Selected text:
>> Start

1. A method for tuning a Single Sideband receiver, comprising:
obtaining an audio signal;
processing the signal in the time domain;
converting the signal to the frequency domain;
processing the signal in the frequency domain to modify the signal;
converting the modified signal from the frequency domain to a correlation domain;
processing the signal in the correlation domain; and
analyzing the processed signal from the correlation domain to determine a receiver tuning error.
2. The method of claim 1, further comprising filtering the signal prior to processing in the time and frequency domains.
3. The method of claim 1, wherein the step of processing the signal in the time or frequency domain comprises spectral flattening of the signal.
4. The method of claim 3, wherein the step of spectral flattening of the signal in the time domain comprises center clipping the signal.
5. The method of claim 4, wherein the signal is center clipped in the time domain by determining a level at which to clip the signal based on a root mean squared (RMS) or mean absolute deviation criteria.
6. The method of claim 4, wherein the signal is center clipped in the time domain, the step of processing the signal in the time domain comprising windowing the center clipped signal and optionally zero-padding the windowed, center clipped signal.
7. The method of claim 6, wherein the step of windowing the center clipped signal comprises selecting the length of the window based on an initial estimate of the pitch of the signal.

>> End

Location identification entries
>> Start

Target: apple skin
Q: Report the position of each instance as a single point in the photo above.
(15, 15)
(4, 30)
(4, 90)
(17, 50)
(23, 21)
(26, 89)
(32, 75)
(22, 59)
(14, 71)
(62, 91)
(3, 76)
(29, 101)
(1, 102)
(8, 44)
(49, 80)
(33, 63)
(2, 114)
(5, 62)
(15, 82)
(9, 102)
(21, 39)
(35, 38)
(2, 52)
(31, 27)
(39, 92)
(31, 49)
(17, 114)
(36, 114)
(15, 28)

>> End

Required tasks:
1. In the receiver-tuning claims, substitute "autocorrelation domain" for each "correlation domain" and write out everything from "1. A method" down to "and frequency domains.".
2. Reproduce every one of the location identification rows verbatim.

Responses in order:
1.
1. A method for tuning a Single Sideband receiver, comprising:
obtaining an audio signal;
processing the signal in the time domain;
converting the signal to the frequency domain;
processing the signal in the frequency domain to modify the signal;
converting the modified signal from the frequency domain to a autocorrelation domain;
processing the signal in the autocorrelation domain; and
analyzing the processed signal from the autocorrelation domain to determine a receiver tuning error.
2. The method of claim 1, further comprising filtering the signal prior to processing in the time and frequency domains.

2.
Target: apple skin
Q: Report the position of each instance as a single point in the photo above.
(15, 15)
(4, 30)
(4, 90)
(17, 50)
(23, 21)
(26, 89)
(32, 75)
(22, 59)
(14, 71)
(62, 91)
(3, 76)
(29, 101)
(1, 102)
(8, 44)
(49, 80)
(33, 63)
(2, 114)
(5, 62)
(15, 82)
(9, 102)
(21, 39)
(35, 38)
(2, 52)
(31, 27)
(39, 92)
(31, 49)
(17, 114)
(36, 114)
(15, 28)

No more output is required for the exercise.